▶ [Die Aufgabe] Zähle, in wie vielen Zeilen der folgenden Einträge das Wort "leaf" vorkommt, wobei Groß- und Kleinschreibung beachtet wird. Gib nur die Anzahl an.

▶ [Zu bearbeitende Einträge]

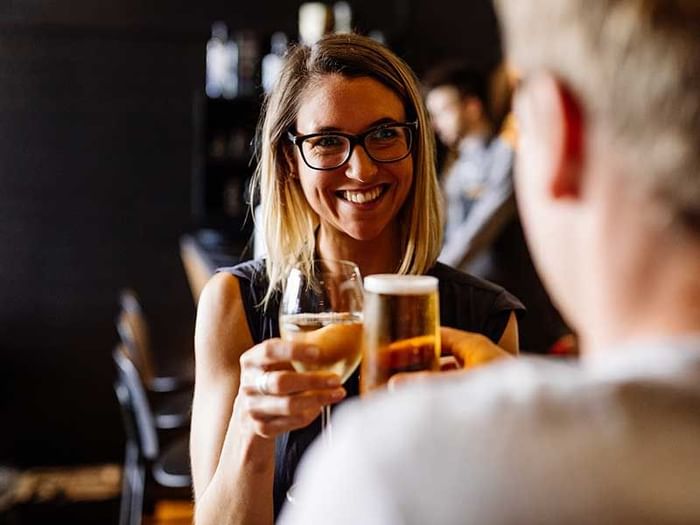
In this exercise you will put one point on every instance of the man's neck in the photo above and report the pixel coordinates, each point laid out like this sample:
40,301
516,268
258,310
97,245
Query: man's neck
655,299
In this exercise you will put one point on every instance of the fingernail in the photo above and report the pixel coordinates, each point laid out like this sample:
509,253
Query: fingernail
338,394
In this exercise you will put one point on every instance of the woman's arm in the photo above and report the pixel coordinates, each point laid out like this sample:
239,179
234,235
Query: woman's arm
233,423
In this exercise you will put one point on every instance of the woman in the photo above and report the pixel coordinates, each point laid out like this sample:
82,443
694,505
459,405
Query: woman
329,188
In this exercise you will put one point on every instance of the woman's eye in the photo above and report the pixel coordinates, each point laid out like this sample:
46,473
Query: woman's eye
384,134
327,141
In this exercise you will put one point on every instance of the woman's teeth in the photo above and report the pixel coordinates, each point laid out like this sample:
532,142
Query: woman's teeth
361,197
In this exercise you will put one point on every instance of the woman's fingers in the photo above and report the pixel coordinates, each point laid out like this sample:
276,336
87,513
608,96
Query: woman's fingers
273,351
299,405
276,398
285,382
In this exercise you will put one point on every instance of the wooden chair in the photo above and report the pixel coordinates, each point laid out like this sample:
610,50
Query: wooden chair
171,396
150,470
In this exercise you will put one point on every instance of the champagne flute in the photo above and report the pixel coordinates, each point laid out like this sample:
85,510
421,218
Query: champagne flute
322,306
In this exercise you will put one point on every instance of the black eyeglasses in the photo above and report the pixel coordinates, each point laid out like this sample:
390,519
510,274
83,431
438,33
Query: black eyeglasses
331,149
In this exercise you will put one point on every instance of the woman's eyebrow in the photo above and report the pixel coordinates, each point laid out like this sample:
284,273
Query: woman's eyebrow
378,122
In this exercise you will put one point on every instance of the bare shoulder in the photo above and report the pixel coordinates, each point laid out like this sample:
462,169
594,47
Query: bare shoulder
221,333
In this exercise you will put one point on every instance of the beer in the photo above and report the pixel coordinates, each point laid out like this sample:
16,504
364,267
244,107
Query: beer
338,337
401,327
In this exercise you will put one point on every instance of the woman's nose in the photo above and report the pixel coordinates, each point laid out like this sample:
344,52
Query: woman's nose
360,166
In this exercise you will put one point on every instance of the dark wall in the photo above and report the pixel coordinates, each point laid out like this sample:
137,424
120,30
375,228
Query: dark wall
96,139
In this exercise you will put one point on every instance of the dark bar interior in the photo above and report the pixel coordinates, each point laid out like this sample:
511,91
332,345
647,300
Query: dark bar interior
111,152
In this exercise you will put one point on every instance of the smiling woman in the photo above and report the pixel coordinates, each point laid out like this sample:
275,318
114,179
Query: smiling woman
346,171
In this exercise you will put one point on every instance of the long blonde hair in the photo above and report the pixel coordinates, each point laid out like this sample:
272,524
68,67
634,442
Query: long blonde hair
288,221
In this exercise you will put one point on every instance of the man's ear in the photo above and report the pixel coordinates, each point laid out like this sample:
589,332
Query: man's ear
563,115
568,180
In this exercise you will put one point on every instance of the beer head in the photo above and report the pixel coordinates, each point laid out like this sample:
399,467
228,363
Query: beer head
393,284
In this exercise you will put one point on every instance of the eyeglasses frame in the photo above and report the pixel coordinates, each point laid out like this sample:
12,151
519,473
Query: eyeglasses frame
298,140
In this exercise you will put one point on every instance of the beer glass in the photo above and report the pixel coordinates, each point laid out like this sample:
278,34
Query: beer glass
323,307
401,327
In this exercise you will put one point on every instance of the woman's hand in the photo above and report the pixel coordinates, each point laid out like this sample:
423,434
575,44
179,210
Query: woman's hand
273,398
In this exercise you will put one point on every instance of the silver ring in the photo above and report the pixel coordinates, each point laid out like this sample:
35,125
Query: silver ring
261,383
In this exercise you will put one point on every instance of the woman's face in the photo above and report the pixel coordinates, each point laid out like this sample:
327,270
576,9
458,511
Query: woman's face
361,197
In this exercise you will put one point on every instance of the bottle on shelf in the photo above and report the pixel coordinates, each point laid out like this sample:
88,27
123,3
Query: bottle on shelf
222,64
272,62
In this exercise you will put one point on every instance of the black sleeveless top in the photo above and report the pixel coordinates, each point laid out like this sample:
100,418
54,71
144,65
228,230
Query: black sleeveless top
466,302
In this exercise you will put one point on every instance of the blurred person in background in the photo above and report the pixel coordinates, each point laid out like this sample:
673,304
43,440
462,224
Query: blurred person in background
608,112
346,171
483,234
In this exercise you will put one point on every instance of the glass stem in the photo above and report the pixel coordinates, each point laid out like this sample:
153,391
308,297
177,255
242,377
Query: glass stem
326,430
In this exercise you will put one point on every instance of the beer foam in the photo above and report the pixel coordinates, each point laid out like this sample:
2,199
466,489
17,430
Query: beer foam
394,284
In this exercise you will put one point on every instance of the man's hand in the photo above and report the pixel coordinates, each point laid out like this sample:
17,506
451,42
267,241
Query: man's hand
468,349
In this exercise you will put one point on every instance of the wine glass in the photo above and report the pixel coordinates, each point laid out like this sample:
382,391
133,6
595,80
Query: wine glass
322,306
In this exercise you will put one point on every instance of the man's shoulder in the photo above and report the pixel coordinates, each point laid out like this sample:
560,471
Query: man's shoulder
539,435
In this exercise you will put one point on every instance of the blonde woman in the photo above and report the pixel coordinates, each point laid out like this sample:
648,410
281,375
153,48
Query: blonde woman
253,416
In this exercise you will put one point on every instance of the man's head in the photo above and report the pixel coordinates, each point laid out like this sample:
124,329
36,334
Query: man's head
456,100
609,118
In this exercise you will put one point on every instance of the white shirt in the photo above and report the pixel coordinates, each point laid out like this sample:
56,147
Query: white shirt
615,440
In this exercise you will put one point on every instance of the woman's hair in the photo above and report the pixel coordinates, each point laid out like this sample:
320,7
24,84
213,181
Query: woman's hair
288,221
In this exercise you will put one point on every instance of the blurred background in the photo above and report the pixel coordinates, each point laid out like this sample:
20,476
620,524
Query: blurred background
111,151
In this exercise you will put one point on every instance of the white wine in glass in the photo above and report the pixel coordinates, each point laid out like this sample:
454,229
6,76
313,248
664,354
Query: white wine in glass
338,336
322,306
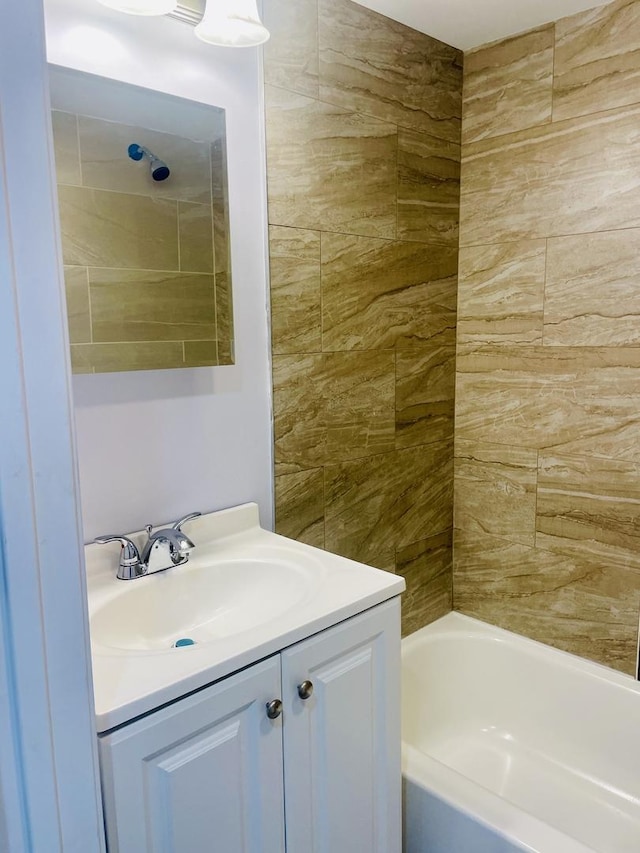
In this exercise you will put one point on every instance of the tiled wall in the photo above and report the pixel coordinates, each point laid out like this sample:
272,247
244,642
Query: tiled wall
547,477
363,139
146,264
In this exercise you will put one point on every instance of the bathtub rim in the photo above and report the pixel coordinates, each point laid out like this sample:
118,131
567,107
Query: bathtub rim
454,624
519,827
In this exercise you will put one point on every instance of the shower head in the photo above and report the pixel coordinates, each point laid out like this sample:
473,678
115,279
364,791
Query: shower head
159,169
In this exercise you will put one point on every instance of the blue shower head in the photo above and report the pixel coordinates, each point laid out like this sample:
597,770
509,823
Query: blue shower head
159,169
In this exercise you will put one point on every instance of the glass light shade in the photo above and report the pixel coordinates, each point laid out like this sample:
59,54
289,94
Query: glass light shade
232,23
141,7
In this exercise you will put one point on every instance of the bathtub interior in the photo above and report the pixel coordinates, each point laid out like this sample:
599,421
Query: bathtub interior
549,733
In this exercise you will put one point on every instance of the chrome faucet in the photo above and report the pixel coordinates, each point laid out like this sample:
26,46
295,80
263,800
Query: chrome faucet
163,549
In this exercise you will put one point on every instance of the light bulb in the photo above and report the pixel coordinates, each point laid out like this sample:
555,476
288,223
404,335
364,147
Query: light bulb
232,23
141,7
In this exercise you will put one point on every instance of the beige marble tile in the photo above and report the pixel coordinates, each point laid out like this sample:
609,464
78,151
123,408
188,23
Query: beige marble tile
119,357
200,353
427,568
576,401
66,148
508,85
76,282
495,490
377,66
569,177
378,294
291,54
378,504
591,506
196,237
573,603
106,229
328,168
159,306
220,206
331,407
501,293
428,189
425,385
597,60
300,506
296,320
224,318
106,164
591,294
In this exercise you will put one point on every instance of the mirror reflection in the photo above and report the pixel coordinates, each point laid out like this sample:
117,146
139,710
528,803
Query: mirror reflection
142,189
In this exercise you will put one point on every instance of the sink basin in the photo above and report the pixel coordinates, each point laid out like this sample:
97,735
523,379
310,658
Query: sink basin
245,594
201,601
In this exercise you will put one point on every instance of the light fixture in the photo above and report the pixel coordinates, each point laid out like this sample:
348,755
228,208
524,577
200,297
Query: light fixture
232,23
141,7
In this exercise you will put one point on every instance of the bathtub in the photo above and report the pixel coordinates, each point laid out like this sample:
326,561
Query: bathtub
510,745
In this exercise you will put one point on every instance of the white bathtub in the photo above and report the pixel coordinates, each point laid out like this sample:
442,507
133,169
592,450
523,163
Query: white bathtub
510,745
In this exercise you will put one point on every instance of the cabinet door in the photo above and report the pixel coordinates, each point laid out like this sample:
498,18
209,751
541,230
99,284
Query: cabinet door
201,776
342,744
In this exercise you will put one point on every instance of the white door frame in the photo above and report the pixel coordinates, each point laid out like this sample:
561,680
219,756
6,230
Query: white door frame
49,787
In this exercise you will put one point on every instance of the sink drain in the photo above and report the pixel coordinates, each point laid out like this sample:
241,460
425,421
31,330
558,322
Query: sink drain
183,641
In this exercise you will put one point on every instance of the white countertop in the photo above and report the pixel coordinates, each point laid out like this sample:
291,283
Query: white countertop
129,683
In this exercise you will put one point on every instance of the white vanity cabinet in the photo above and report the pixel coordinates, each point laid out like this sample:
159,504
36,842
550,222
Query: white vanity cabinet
212,773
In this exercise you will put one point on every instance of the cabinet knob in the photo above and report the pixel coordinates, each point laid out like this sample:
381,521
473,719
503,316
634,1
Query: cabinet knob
305,689
274,709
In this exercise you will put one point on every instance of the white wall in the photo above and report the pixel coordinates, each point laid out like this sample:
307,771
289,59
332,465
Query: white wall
155,444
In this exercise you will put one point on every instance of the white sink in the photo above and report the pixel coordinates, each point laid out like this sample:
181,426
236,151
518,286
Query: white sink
204,601
245,594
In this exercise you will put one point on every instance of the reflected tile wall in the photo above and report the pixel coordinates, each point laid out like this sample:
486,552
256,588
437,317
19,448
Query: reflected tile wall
363,169
547,483
161,249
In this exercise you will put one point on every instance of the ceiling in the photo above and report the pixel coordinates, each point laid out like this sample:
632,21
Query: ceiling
469,23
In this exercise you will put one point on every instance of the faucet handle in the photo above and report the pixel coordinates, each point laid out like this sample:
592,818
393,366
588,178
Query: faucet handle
178,524
130,564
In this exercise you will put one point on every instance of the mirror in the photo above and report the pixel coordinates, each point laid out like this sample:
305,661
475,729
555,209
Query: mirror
143,197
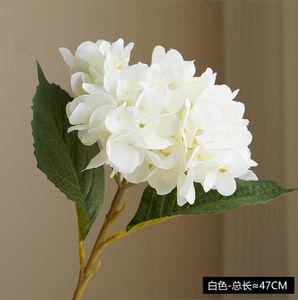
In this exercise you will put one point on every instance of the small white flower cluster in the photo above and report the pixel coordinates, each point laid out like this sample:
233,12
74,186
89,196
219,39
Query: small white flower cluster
158,123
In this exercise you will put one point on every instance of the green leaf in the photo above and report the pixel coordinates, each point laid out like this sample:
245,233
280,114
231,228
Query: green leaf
154,208
61,155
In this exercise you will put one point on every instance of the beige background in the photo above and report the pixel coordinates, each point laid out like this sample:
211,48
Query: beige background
252,46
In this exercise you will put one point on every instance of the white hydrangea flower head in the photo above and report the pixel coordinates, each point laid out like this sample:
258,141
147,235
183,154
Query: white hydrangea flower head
159,124
96,66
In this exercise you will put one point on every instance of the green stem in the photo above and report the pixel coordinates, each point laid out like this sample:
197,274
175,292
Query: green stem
93,264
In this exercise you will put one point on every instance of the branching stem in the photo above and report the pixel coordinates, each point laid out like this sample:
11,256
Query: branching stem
93,263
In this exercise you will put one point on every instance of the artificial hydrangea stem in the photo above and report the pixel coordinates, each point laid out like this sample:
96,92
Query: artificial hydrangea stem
93,263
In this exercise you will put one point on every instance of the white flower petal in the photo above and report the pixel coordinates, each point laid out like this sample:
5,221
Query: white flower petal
209,182
99,160
164,180
225,185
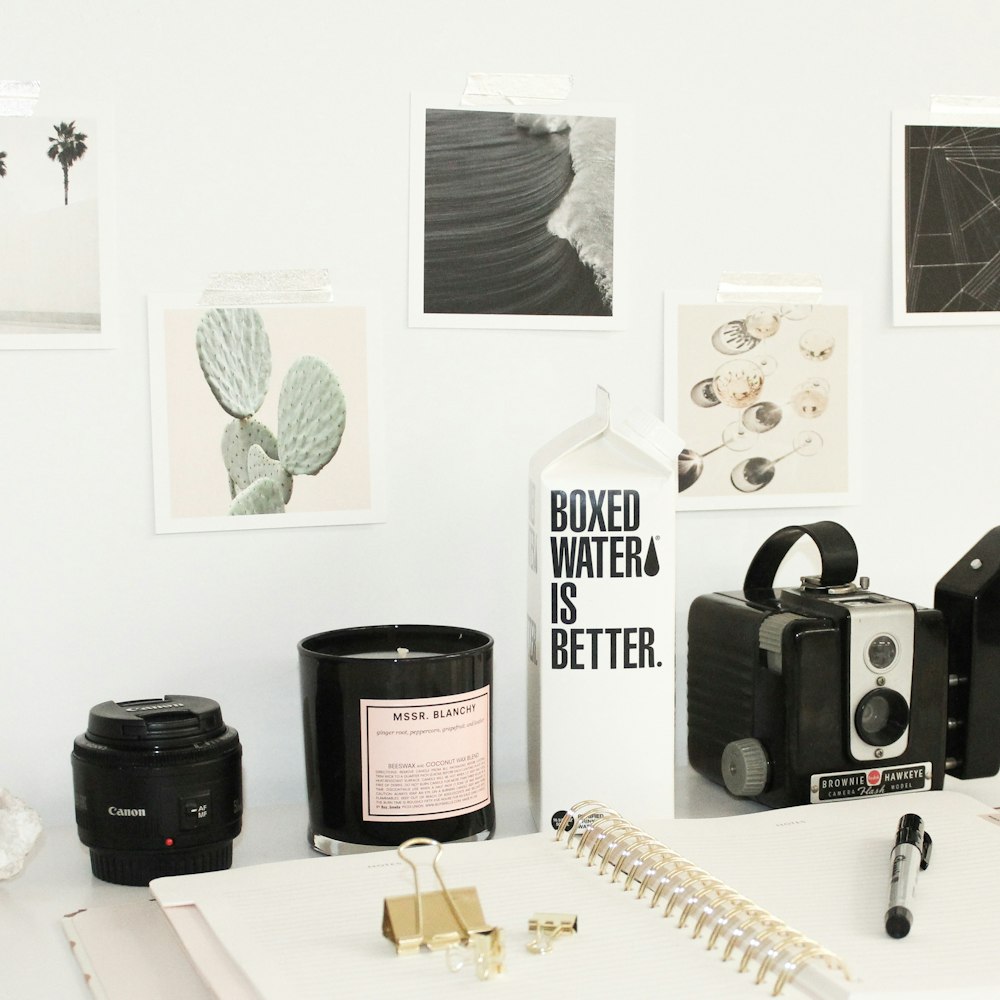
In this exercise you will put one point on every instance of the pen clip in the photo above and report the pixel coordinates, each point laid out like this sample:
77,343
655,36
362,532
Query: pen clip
925,851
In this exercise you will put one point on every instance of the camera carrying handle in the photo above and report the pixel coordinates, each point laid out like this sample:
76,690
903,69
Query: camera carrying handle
837,551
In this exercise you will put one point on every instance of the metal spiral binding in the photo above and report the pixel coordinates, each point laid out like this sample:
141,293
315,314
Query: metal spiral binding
759,938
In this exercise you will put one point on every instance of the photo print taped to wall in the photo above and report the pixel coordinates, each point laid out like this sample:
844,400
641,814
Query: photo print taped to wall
516,218
264,416
761,393
55,210
946,219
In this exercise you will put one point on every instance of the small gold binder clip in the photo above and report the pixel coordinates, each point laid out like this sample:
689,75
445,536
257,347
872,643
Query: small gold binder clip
446,919
547,927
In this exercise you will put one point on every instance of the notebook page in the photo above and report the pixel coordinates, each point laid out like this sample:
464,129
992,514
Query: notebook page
824,870
312,928
306,928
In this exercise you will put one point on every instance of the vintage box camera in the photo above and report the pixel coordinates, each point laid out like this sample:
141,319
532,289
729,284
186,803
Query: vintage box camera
830,691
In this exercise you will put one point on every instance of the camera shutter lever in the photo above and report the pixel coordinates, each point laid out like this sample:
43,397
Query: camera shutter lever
745,767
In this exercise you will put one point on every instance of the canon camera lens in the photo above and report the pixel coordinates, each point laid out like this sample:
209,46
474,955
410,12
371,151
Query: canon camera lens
158,788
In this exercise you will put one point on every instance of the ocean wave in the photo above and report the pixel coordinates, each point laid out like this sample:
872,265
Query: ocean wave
585,216
490,191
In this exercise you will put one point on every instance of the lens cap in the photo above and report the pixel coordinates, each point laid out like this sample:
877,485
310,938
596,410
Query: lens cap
154,721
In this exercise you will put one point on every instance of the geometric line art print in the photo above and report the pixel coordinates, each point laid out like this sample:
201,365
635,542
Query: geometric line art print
951,223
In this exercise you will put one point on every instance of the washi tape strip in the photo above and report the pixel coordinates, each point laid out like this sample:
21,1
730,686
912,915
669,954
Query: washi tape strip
267,287
18,98
963,104
739,286
516,88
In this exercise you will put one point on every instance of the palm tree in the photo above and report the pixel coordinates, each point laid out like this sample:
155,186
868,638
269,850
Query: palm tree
67,147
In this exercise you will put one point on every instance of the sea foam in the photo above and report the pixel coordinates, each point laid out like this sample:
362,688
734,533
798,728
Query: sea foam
585,216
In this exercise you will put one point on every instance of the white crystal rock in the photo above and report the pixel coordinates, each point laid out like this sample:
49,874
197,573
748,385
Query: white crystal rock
20,826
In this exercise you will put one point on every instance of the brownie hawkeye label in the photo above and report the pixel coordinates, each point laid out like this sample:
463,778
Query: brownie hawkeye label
870,781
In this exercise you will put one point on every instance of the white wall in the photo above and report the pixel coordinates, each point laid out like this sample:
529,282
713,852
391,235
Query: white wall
254,135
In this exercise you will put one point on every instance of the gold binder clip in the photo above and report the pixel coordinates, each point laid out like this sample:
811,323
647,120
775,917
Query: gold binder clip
547,927
451,919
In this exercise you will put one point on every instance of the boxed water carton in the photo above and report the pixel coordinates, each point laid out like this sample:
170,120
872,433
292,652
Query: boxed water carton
601,616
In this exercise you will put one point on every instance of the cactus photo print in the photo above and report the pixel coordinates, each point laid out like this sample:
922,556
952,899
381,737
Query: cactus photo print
53,216
262,416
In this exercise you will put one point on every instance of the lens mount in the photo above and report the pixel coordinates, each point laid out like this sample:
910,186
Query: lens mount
881,717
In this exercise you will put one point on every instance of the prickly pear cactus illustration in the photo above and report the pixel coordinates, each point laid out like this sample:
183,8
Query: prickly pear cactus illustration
234,352
237,440
261,497
312,414
235,356
260,465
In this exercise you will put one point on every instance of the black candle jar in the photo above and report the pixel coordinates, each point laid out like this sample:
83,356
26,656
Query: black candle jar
398,727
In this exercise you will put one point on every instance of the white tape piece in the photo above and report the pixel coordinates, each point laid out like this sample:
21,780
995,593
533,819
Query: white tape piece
267,287
967,105
516,88
750,286
18,98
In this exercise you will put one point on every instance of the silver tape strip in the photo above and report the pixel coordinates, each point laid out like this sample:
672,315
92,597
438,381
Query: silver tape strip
267,287
749,286
18,98
516,88
964,104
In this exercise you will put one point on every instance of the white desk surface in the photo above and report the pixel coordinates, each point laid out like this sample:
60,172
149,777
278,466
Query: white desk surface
36,962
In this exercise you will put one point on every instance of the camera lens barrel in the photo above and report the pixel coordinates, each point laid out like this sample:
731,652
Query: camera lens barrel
158,788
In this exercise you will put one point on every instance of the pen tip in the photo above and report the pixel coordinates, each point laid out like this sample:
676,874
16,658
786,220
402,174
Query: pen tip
897,921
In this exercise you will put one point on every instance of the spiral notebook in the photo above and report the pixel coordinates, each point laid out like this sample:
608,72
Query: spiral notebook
817,876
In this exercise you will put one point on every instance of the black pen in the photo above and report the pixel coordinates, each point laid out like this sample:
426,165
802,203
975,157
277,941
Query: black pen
910,854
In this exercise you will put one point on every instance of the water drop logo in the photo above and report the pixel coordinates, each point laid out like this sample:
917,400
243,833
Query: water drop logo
652,564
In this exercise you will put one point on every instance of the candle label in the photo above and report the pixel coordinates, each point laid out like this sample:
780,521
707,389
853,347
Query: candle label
425,758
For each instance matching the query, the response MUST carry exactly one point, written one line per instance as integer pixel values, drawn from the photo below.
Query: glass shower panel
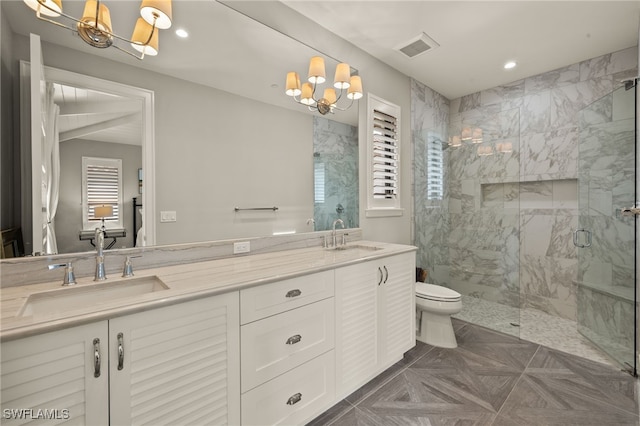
(606, 238)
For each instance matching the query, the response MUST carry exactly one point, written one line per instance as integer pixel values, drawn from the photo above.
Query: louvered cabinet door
(52, 376)
(356, 326)
(397, 307)
(177, 365)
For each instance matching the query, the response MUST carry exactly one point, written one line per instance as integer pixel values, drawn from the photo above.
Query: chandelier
(95, 25)
(306, 94)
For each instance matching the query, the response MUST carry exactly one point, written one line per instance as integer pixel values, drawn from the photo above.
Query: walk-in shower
(527, 170)
(606, 232)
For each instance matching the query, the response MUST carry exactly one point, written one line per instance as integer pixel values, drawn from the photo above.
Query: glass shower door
(606, 233)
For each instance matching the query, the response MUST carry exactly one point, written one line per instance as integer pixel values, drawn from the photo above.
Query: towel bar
(237, 209)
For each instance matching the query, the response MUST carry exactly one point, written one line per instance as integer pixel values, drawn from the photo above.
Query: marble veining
(335, 161)
(569, 167)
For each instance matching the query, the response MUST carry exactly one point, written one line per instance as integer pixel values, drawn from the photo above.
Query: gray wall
(8, 204)
(379, 79)
(68, 221)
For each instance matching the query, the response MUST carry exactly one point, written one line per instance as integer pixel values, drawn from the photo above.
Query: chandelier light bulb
(317, 74)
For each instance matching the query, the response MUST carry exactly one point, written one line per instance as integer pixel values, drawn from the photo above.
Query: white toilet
(436, 304)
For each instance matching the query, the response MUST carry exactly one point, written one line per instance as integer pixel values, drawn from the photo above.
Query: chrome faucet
(333, 231)
(100, 272)
(69, 276)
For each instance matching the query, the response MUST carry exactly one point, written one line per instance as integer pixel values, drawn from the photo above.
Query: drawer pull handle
(294, 293)
(96, 357)
(294, 399)
(294, 339)
(120, 351)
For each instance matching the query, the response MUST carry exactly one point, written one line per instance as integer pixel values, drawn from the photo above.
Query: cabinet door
(53, 376)
(356, 319)
(180, 364)
(397, 308)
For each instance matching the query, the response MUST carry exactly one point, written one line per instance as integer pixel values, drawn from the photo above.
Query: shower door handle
(576, 239)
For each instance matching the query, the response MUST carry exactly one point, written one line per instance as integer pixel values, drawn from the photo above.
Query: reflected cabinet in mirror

▶ [Das Ergebnis] 2